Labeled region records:
..............................
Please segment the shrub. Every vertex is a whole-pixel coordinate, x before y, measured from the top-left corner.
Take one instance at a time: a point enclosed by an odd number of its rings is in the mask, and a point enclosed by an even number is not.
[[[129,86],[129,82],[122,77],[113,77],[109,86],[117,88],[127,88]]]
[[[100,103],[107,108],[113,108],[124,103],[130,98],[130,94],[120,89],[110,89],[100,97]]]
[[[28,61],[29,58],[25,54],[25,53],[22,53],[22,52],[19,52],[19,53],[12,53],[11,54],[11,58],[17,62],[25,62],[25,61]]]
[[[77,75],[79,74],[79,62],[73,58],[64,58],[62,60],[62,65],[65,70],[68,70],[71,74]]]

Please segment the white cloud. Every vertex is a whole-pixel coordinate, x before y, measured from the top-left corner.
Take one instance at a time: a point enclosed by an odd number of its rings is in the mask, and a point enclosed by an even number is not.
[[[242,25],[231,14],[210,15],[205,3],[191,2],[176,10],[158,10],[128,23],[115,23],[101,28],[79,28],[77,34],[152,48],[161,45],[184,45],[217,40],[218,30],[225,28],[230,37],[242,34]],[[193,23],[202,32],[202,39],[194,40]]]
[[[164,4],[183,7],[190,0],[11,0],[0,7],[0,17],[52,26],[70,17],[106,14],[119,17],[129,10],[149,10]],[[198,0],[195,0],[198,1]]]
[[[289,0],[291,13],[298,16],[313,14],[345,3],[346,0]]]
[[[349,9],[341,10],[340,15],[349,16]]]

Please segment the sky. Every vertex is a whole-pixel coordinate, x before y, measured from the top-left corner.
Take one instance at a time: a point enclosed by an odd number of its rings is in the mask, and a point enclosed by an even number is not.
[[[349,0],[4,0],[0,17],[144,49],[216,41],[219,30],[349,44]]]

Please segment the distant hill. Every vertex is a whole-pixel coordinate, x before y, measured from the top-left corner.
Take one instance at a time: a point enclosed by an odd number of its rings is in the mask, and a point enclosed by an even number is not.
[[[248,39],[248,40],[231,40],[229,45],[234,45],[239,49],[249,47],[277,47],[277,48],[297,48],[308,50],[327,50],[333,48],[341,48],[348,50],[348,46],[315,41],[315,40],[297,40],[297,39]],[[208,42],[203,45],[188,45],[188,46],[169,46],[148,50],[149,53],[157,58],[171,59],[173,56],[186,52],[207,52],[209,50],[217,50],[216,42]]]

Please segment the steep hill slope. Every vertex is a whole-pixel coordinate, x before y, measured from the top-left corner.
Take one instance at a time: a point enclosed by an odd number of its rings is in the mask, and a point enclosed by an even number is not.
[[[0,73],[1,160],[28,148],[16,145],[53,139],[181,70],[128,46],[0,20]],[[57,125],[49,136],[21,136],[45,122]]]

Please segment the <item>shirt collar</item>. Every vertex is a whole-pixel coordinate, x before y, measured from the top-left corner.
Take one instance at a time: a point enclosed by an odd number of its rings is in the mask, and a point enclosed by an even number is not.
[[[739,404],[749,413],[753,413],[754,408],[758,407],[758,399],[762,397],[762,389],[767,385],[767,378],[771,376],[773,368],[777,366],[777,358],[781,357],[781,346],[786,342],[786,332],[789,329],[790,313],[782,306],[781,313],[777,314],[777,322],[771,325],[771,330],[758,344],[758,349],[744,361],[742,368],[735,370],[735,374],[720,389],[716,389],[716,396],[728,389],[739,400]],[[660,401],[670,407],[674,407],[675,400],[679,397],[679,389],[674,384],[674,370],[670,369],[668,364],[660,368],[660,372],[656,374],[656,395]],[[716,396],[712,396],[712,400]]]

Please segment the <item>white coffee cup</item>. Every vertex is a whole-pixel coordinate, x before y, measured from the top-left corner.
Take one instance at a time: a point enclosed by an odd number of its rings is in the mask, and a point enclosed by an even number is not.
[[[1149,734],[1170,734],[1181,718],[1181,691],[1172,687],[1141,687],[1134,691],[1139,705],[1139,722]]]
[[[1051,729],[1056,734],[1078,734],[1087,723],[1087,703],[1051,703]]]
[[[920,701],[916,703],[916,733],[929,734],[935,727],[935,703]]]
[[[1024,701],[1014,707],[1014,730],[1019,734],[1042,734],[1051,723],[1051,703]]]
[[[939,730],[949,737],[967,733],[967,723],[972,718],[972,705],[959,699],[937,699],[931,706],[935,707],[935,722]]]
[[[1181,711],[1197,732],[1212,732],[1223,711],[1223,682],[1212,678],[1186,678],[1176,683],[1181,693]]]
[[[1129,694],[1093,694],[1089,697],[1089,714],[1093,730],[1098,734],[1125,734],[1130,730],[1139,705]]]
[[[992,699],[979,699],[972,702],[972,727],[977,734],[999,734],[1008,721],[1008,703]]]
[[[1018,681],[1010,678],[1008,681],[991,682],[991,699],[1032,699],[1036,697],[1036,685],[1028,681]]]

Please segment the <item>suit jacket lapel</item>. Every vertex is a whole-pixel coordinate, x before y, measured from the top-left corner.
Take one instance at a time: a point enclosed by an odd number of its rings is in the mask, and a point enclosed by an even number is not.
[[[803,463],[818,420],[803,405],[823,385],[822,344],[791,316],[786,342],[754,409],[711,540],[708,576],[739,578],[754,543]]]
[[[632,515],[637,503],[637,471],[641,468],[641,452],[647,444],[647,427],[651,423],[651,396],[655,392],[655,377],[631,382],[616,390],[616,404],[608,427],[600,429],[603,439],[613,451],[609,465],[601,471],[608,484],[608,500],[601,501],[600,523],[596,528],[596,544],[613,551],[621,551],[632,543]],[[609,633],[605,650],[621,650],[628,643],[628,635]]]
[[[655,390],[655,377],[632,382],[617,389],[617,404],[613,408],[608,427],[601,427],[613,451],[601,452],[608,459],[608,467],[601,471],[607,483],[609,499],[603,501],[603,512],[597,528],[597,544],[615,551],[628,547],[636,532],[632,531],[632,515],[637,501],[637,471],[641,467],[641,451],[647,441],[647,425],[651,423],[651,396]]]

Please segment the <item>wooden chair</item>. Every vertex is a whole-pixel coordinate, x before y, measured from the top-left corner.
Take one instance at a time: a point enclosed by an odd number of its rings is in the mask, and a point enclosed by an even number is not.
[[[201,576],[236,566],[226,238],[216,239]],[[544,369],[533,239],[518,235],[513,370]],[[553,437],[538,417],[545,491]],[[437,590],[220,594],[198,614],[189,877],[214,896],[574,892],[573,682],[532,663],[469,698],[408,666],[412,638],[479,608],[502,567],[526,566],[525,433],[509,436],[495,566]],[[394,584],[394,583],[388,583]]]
..............................
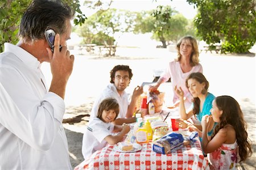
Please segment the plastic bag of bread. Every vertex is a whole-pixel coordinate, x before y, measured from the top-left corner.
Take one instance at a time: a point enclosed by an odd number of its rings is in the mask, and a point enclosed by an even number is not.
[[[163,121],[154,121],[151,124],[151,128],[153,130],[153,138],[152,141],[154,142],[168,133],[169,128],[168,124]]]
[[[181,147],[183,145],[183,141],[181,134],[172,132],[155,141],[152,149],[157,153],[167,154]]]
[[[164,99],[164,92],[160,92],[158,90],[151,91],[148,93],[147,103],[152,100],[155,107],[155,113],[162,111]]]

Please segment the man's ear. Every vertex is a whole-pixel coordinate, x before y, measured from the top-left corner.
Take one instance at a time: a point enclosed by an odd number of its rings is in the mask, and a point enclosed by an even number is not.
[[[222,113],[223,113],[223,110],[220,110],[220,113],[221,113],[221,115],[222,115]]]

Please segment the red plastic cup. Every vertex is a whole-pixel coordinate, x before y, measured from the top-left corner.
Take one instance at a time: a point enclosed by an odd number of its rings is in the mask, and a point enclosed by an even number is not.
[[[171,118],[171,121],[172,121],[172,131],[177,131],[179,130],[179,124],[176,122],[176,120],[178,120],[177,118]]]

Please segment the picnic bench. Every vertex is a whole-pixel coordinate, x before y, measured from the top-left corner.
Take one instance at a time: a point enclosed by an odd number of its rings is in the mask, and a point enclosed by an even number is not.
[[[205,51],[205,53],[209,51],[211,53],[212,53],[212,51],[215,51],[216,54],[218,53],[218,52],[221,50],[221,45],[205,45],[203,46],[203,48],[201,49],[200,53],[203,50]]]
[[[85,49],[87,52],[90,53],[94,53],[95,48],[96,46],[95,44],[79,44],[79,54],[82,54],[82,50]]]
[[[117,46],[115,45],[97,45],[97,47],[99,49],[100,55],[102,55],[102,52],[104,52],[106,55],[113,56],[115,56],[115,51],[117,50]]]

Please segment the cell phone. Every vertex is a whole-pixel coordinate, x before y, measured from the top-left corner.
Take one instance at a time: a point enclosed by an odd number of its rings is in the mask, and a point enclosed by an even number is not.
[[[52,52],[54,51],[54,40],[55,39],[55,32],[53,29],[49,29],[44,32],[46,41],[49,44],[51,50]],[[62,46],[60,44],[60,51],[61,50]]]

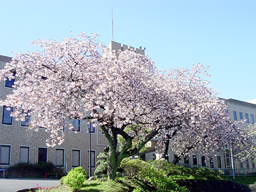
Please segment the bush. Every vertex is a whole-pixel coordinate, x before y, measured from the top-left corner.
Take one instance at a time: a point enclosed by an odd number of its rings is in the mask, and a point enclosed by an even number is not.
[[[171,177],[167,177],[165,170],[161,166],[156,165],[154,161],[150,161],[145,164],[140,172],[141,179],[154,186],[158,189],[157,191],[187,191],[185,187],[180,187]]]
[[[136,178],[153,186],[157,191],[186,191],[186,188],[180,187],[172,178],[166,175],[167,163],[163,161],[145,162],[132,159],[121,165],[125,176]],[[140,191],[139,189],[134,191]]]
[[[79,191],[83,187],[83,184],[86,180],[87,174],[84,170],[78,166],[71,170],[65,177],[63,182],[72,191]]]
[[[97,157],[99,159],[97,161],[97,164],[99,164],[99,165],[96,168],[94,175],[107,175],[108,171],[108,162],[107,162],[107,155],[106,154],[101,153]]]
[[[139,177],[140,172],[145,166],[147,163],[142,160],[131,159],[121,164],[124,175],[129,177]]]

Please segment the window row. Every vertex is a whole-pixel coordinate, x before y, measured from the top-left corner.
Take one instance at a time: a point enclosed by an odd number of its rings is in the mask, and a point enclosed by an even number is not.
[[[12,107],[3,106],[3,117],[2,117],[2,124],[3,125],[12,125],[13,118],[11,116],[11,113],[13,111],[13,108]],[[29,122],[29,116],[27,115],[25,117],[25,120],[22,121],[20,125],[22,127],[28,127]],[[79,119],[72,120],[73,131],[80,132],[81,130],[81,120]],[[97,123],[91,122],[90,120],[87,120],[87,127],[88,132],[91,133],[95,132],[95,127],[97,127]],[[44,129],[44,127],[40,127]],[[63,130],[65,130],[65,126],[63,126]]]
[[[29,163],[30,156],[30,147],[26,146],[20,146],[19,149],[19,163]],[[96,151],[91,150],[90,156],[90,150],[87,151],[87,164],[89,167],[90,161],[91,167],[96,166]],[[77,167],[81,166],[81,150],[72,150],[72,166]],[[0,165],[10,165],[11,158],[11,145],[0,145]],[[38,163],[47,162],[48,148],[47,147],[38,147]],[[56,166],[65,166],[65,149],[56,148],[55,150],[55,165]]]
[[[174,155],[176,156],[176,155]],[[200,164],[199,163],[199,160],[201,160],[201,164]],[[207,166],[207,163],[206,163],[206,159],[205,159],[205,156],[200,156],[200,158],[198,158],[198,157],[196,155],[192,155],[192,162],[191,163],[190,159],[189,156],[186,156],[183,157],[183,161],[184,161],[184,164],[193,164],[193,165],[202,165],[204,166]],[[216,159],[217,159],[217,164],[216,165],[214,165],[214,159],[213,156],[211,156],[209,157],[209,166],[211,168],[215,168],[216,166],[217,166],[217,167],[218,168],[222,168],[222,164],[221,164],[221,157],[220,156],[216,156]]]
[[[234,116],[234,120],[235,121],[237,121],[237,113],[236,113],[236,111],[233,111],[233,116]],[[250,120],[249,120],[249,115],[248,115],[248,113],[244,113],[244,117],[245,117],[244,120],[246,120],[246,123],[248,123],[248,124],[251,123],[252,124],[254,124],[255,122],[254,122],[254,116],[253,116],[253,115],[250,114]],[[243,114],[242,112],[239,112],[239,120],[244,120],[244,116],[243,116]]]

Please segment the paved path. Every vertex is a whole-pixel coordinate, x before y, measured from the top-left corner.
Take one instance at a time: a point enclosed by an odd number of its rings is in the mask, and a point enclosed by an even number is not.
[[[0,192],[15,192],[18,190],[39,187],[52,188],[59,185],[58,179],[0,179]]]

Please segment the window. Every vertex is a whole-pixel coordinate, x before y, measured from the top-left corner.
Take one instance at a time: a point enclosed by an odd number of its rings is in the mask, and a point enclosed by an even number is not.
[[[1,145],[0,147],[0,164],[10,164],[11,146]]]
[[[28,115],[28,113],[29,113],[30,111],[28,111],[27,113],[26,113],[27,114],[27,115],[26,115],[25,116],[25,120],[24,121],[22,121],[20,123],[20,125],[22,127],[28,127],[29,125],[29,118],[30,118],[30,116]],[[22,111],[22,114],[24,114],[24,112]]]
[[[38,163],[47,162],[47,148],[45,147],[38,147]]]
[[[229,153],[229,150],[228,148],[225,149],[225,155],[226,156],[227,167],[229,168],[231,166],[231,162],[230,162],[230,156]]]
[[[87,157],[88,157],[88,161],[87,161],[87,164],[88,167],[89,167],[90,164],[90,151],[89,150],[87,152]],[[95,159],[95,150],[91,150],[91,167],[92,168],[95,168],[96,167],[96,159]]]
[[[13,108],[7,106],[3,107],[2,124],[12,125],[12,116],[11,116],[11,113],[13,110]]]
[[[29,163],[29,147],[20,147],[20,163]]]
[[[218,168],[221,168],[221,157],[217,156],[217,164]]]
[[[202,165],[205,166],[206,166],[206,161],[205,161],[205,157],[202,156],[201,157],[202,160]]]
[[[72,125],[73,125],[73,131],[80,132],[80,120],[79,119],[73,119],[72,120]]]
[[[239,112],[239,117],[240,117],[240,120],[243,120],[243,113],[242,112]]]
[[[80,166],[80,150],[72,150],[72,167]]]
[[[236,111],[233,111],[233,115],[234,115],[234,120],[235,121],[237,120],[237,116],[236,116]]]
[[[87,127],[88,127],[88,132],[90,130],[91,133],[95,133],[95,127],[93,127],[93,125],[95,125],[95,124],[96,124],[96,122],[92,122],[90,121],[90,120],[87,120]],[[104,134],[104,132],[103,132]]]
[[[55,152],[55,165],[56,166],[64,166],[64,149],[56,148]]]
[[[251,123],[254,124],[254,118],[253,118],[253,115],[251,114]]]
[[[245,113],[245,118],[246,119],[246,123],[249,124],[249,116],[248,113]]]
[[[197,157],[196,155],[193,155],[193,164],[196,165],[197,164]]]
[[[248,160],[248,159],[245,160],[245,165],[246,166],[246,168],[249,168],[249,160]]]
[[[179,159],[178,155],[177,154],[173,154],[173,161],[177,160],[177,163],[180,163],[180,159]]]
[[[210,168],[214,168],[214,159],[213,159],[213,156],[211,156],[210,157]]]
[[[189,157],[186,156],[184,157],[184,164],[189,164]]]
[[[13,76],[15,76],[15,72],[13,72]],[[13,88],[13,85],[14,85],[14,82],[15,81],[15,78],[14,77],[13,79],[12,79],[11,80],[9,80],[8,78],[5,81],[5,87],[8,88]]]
..............................
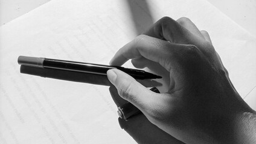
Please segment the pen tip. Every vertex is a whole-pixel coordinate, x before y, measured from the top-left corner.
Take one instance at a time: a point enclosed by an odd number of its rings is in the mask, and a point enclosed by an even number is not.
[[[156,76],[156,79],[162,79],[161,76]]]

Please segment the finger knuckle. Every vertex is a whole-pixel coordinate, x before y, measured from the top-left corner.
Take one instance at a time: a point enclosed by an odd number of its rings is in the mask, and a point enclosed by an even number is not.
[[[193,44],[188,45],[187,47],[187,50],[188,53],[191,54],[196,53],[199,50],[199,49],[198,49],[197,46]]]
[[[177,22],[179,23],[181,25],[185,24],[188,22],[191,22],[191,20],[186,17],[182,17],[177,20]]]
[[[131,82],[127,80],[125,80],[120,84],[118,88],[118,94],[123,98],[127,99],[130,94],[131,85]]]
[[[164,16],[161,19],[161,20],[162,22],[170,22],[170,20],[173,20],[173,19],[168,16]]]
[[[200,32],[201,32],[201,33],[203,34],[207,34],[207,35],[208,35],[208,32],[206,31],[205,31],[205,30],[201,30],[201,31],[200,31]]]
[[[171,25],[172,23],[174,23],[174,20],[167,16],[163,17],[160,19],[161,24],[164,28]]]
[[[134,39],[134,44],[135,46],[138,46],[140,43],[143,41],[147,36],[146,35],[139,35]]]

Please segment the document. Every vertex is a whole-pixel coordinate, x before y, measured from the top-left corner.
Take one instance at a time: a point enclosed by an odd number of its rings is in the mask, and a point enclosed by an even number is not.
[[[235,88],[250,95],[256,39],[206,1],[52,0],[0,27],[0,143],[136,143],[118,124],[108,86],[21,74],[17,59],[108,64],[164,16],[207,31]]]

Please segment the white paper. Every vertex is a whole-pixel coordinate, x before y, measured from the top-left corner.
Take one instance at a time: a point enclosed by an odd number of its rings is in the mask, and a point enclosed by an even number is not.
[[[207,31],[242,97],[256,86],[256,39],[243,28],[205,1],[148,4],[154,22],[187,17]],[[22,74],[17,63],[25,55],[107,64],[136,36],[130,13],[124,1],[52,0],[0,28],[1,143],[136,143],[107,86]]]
..............................
[PROMPT]
Report each line of the records that contains the word "white", copying every such line in full.

[ANSWER TO THE TASK]
Please segment the white cloud. Every vertex is a whole-pixel coordinate, x before y, measured from the top-left corner.
Please segment the <item>white coffee cup</item>. Every vertex is a whole-pixel coordinate, x before y, measured from the top-left corner.
Please segment the white paper. Every vertex is a whole-pixel coordinate, x before y, measured from the top-left corner.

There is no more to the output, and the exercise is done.